>> Start Data records

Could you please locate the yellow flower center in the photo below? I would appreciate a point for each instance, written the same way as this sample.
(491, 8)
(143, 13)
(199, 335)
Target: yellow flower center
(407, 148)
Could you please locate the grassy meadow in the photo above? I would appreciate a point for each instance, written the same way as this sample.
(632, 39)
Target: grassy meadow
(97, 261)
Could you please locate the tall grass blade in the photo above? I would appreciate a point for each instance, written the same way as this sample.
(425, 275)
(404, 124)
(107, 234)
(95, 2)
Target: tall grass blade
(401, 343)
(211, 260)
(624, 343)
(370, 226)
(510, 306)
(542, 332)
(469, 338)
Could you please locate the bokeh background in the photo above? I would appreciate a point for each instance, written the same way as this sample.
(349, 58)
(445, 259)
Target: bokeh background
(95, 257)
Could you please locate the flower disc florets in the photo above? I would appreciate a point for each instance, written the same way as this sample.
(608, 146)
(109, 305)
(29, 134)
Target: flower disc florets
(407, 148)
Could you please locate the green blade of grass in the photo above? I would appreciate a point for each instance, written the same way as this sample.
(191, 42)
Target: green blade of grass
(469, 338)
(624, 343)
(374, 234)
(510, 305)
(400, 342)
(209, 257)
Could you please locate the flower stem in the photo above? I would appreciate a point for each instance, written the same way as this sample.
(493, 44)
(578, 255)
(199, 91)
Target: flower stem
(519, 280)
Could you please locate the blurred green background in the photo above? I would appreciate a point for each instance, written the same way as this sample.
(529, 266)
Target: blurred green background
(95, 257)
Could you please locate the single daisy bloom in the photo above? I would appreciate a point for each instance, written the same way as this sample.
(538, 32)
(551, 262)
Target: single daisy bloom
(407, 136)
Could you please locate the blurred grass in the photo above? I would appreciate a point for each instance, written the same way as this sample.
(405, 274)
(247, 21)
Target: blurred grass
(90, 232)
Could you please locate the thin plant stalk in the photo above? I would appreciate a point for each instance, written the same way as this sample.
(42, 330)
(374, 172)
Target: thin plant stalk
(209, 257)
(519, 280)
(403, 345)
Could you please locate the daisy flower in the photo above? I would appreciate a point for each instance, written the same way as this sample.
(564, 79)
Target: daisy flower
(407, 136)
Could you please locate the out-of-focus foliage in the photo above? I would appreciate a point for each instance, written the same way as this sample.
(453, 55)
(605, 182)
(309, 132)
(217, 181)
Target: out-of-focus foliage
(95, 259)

>> End Data records

### Exercise brief
Starting at the line containing "Could you please locate the daisy" and ending at the last line of the records, reproduce those lines with "daisy flower" swapped for "white daisy" and everything else unchanged.

### Response
Could you please locate the white daisy in the photo above? I would appreciate a point for each instance, written the same way as this sample.
(564, 79)
Target: white daisy
(407, 136)
Could you please locate the out-of-focus foliage in the photo above? I would appreciate a point for each instance, written the same way as this sample.
(453, 55)
(605, 182)
(309, 132)
(217, 181)
Target: out-of-focus foliage
(95, 259)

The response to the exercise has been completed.